Records from a collection:

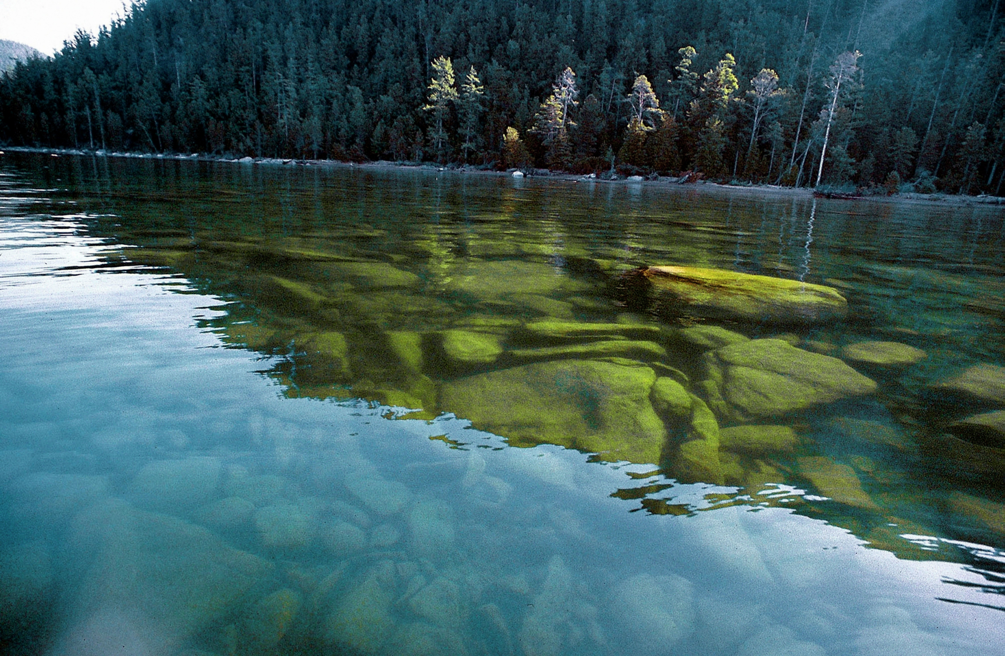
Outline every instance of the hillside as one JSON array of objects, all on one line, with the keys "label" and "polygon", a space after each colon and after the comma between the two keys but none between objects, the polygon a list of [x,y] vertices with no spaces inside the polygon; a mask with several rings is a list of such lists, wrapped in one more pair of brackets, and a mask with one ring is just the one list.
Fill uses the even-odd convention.
[{"label": "hillside", "polygon": [[148,0],[0,140],[997,194],[999,3]]},{"label": "hillside", "polygon": [[10,70],[18,60],[24,61],[28,57],[40,56],[41,52],[17,41],[7,41],[0,39],[0,73]]}]

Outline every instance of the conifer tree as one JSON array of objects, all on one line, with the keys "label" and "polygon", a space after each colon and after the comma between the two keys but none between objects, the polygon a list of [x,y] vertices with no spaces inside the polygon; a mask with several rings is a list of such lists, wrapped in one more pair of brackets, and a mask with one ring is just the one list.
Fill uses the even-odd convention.
[{"label": "conifer tree", "polygon": [[427,102],[422,105],[426,112],[431,112],[436,126],[429,135],[437,157],[443,161],[447,141],[443,122],[449,117],[450,103],[457,100],[457,89],[454,87],[453,62],[449,57],[440,55],[432,61],[433,76],[429,82]]},{"label": "conifer tree", "polygon": [[482,98],[485,95],[485,87],[481,85],[478,78],[478,71],[471,66],[464,76],[464,81],[460,85],[460,129],[464,135],[464,143],[461,145],[464,161],[467,161],[472,151],[480,146],[480,136],[478,134],[481,123]]}]

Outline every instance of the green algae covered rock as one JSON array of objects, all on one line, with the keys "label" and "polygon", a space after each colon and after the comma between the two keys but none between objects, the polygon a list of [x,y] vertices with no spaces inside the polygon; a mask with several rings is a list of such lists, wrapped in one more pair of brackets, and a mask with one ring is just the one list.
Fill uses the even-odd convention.
[{"label": "green algae covered rock", "polygon": [[799,443],[799,436],[791,426],[732,426],[719,431],[722,448],[753,456],[791,453]]},{"label": "green algae covered rock", "polygon": [[949,431],[974,444],[1005,449],[1005,410],[967,417],[952,424]]},{"label": "green algae covered rock", "polygon": [[782,340],[752,340],[705,355],[728,418],[772,417],[871,394],[876,384],[843,362],[797,349]]},{"label": "green algae covered rock", "polygon": [[597,358],[628,358],[641,361],[662,360],[666,350],[654,342],[611,340],[570,344],[543,349],[515,349],[507,354],[516,360],[594,360]]},{"label": "green algae covered rock", "polygon": [[585,321],[560,321],[542,319],[531,321],[524,326],[525,333],[542,341],[596,340],[598,338],[627,338],[654,340],[659,337],[659,327],[645,323],[591,323]]},{"label": "green algae covered rock", "polygon": [[819,323],[843,317],[848,301],[832,287],[693,266],[649,266],[623,276],[658,311],[766,323]]},{"label": "green algae covered rock", "polygon": [[691,396],[683,385],[665,376],[660,376],[652,384],[649,394],[653,409],[670,421],[689,418],[691,414]]},{"label": "green algae covered rock", "polygon": [[443,331],[443,355],[455,366],[488,365],[502,353],[497,335],[459,331]]},{"label": "green algae covered rock", "polygon": [[855,471],[848,465],[819,456],[798,458],[797,462],[799,473],[809,479],[824,496],[863,510],[879,510],[875,501],[862,489]]},{"label": "green algae covered rock", "polygon": [[558,361],[443,384],[440,408],[511,444],[559,444],[608,460],[658,462],[665,430],[649,402],[648,367]]},{"label": "green algae covered rock", "polygon": [[719,458],[719,422],[705,401],[691,398],[691,421],[687,437],[671,454],[670,471],[685,482],[725,482]]},{"label": "green algae covered rock", "polygon": [[1005,406],[1005,367],[974,365],[959,376],[936,383],[933,388],[969,401]]},{"label": "green algae covered rock", "polygon": [[902,369],[925,360],[928,354],[899,342],[859,342],[841,349],[841,358],[866,367]]},{"label": "green algae covered rock", "polygon": [[750,342],[750,338],[720,325],[690,325],[674,330],[670,334],[670,341],[685,351],[703,352],[722,349],[731,344]]},{"label": "green algae covered rock", "polygon": [[573,293],[589,285],[569,277],[562,269],[543,262],[499,260],[468,262],[459,267],[446,289],[480,299],[498,299],[511,294]]},{"label": "green algae covered rock", "polygon": [[414,273],[386,262],[338,262],[326,266],[325,271],[335,280],[346,279],[363,287],[413,287],[421,282]]}]

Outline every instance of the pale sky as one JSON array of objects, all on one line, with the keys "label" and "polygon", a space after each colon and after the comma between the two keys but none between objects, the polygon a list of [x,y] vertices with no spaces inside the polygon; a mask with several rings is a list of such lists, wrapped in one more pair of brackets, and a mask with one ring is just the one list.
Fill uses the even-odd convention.
[{"label": "pale sky", "polygon": [[0,0],[0,39],[52,54],[77,28],[97,34],[131,0]]}]

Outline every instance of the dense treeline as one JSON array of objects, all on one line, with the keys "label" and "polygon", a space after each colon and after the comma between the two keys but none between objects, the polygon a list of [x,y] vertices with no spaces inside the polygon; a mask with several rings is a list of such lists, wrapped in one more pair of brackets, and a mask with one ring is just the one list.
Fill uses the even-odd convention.
[{"label": "dense treeline", "polygon": [[1003,191],[1000,0],[147,0],[12,145]]}]

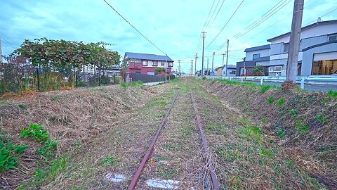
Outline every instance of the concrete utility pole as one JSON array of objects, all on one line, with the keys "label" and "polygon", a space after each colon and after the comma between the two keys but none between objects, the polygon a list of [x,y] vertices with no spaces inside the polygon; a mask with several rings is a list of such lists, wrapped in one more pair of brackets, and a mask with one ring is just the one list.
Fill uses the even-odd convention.
[{"label": "concrete utility pole", "polygon": [[167,83],[167,54],[165,54],[165,83]]},{"label": "concrete utility pole", "polygon": [[197,59],[198,58],[198,53],[195,53],[195,62],[194,62],[194,77],[197,77]]},{"label": "concrete utility pole", "polygon": [[228,49],[230,48],[230,40],[227,39],[227,56],[226,56],[226,77],[227,77],[227,67],[228,66]]},{"label": "concrete utility pole", "polygon": [[178,69],[179,69],[179,76],[181,75],[181,73],[180,73],[180,61],[178,60],[178,63],[179,63],[179,66],[178,66]]},{"label": "concrete utility pole", "polygon": [[0,37],[0,63],[2,63],[1,37]]},{"label": "concrete utility pole", "polygon": [[201,32],[204,36],[202,37],[202,63],[201,63],[201,77],[204,76],[204,51],[205,50],[205,34],[207,32]]},{"label": "concrete utility pole", "polygon": [[295,0],[294,1],[289,51],[288,53],[288,63],[286,63],[286,81],[291,81],[294,84],[296,82],[303,4],[304,0]]},{"label": "concrete utility pole", "polygon": [[193,60],[191,60],[191,77],[193,76]]},{"label": "concrete utility pole", "polygon": [[212,75],[214,76],[214,72],[213,72],[213,67],[214,67],[214,55],[216,54],[216,52],[213,52],[213,58],[212,58]]},{"label": "concrete utility pole", "polygon": [[209,75],[209,58],[207,58],[207,73],[206,74],[206,75]]}]

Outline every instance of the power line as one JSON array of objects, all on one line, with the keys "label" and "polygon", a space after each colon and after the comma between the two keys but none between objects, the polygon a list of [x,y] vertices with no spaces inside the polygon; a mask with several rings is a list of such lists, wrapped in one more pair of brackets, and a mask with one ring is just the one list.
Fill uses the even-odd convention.
[{"label": "power line", "polygon": [[[324,16],[326,16],[326,15],[327,15],[330,14],[331,13],[332,13],[332,12],[335,11],[336,10],[337,10],[337,6],[336,7],[336,8],[335,8],[335,9],[332,10],[331,11],[330,11],[330,12],[329,12],[329,13],[326,13],[325,15],[322,15],[322,16],[320,16],[320,17],[324,17]],[[315,22],[315,21],[316,21],[316,20],[317,20],[317,19],[312,20],[312,21],[310,21],[310,22],[308,23],[308,24],[305,24],[305,25],[308,25],[311,24],[312,23],[313,23],[313,22]]]},{"label": "power line", "polygon": [[255,29],[256,27],[257,27],[258,26],[259,26],[260,24],[263,23],[265,20],[267,20],[268,18],[270,18],[270,17],[272,17],[273,15],[275,15],[276,13],[277,13],[278,11],[279,11],[279,10],[282,9],[284,6],[286,6],[289,3],[290,3],[290,1],[291,1],[291,0],[289,0],[285,4],[282,4],[282,5],[279,5],[279,6],[277,7],[277,8],[279,9],[275,9],[275,11],[272,12],[272,13],[270,13],[267,17],[265,17],[263,18],[263,20],[260,20],[259,23],[256,23],[254,25],[254,26],[251,27],[249,30],[248,30],[247,31],[246,31],[245,32],[235,37],[235,39],[238,39],[241,37],[242,37],[243,35],[246,34],[246,33],[249,32],[250,31],[251,31],[252,30]]},{"label": "power line", "polygon": [[114,8],[113,8],[110,4],[109,4],[109,3],[107,2],[107,1],[105,0],[103,0],[111,8],[112,8],[112,10],[114,11],[114,12],[116,12],[116,13],[117,13],[119,16],[121,16],[126,23],[128,23],[128,24],[129,24],[133,29],[136,30],[136,31],[137,31],[140,35],[142,35],[146,40],[147,40],[151,44],[152,44],[154,47],[156,47],[159,51],[161,51],[161,53],[163,53],[164,54],[166,54],[165,53],[165,52],[164,52],[161,49],[160,49],[157,46],[156,46],[152,42],[151,42],[147,37],[146,37],[143,34],[142,34],[142,32],[140,32],[138,30],[137,30],[137,28],[136,28],[136,27],[134,27],[131,23],[130,23],[130,22],[128,21],[128,20],[126,20],[124,17],[123,17],[116,9],[114,9]]},{"label": "power line", "polygon": [[212,43],[216,39],[216,38],[220,35],[220,34],[223,32],[223,29],[225,29],[225,27],[227,26],[227,25],[228,24],[228,23],[230,23],[230,20],[232,20],[232,18],[233,18],[233,16],[235,15],[235,13],[237,13],[237,10],[239,10],[239,8],[240,8],[241,5],[242,4],[242,3],[244,1],[244,0],[242,0],[242,1],[241,1],[240,4],[237,7],[237,9],[235,10],[235,11],[234,11],[234,13],[232,14],[232,15],[230,16],[230,19],[228,19],[228,20],[227,21],[227,23],[225,24],[225,25],[223,27],[223,28],[221,29],[221,30],[219,32],[219,33],[216,36],[216,37],[211,42],[211,43],[209,43],[209,44],[206,47],[206,49],[211,46],[211,44],[212,44]]}]

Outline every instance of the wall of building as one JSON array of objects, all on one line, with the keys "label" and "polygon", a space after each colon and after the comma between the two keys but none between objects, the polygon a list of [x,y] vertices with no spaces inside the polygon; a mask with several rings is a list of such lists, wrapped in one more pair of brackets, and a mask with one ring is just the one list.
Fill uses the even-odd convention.
[{"label": "wall of building", "polygon": [[246,61],[253,61],[253,55],[258,53],[260,53],[260,57],[267,57],[269,56],[270,49],[246,52]]},{"label": "wall of building", "polygon": [[310,49],[303,52],[302,61],[301,75],[310,75],[312,74],[312,62],[315,53],[336,52],[337,54],[337,43],[331,43],[315,48]]}]

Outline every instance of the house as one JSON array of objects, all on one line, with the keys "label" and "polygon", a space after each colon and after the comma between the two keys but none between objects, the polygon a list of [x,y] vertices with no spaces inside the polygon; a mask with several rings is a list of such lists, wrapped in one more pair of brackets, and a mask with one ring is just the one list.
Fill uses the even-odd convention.
[{"label": "house", "polygon": [[[227,75],[226,75],[227,70]],[[234,77],[236,76],[237,73],[237,65],[227,65],[227,70],[226,70],[226,65],[223,65],[223,76],[227,77]]]},{"label": "house", "polygon": [[[246,49],[244,61],[237,63],[237,75],[256,75],[253,69],[263,67],[261,74],[285,76],[290,32],[267,39],[270,44]],[[302,27],[298,75],[331,75],[337,70],[337,20],[321,21]]]},{"label": "house", "polygon": [[214,70],[216,71],[216,76],[223,75],[223,66],[220,66],[220,67],[218,67]]},{"label": "house", "polygon": [[[319,20],[302,27],[298,75],[330,75],[337,70],[337,20]],[[286,75],[289,39],[288,32],[267,40],[270,42],[270,74]]]},{"label": "house", "polygon": [[128,73],[140,73],[148,75],[165,75],[164,72],[156,71],[157,68],[165,68],[165,61],[167,62],[167,75],[171,75],[173,61],[168,56],[154,54],[126,52],[124,61],[127,61]]},{"label": "house", "polygon": [[244,50],[246,57],[244,61],[237,62],[236,75],[256,75],[253,73],[253,68],[256,65],[262,65],[263,73],[261,74],[267,75],[267,67],[270,65],[270,44],[246,49]]}]

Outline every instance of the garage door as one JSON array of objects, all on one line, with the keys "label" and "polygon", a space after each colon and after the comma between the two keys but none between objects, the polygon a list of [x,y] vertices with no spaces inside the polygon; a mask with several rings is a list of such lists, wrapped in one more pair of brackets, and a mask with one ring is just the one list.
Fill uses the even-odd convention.
[{"label": "garage door", "polygon": [[316,53],[314,56],[315,61],[324,61],[337,59],[337,51]]}]

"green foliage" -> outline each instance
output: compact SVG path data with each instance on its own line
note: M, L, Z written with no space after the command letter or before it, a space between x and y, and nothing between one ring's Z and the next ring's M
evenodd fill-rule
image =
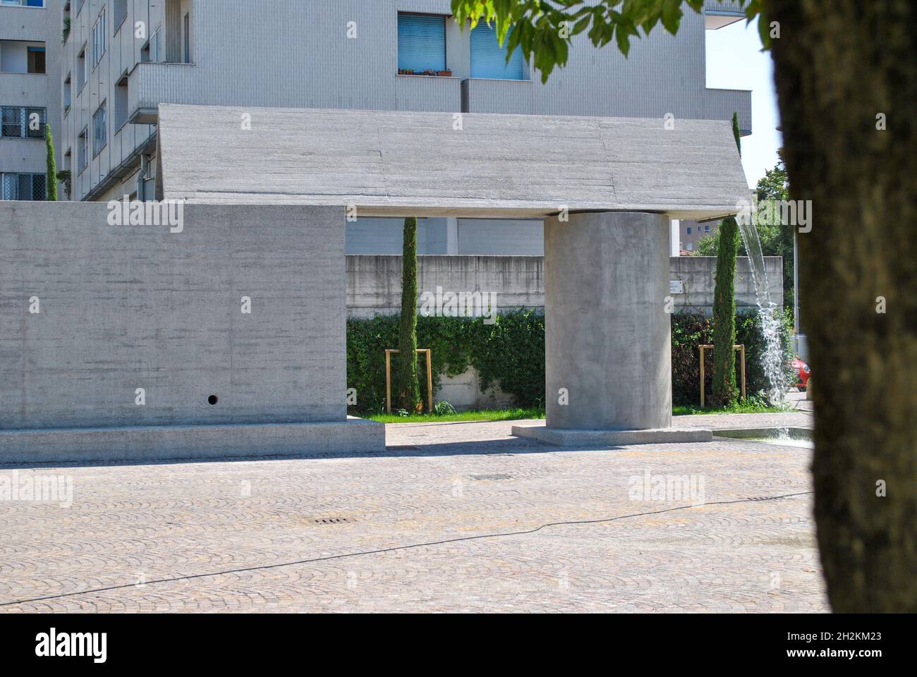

■ REQUIREMENTS ■
Copy word for word every line of the records from the one holding "outline each instance" through the end of the records, both ends included. Leave the pictures out of the answer.

■ WRITTEN RESPONSE ■
"green foliage" -> outline each instance
output: compact SVG path data with each instance on its own line
note: M, L, Z written with no space after the command letter or before it, a space between x and y, and nothing between one ring's Z and the next ring's M
evenodd fill-rule
image =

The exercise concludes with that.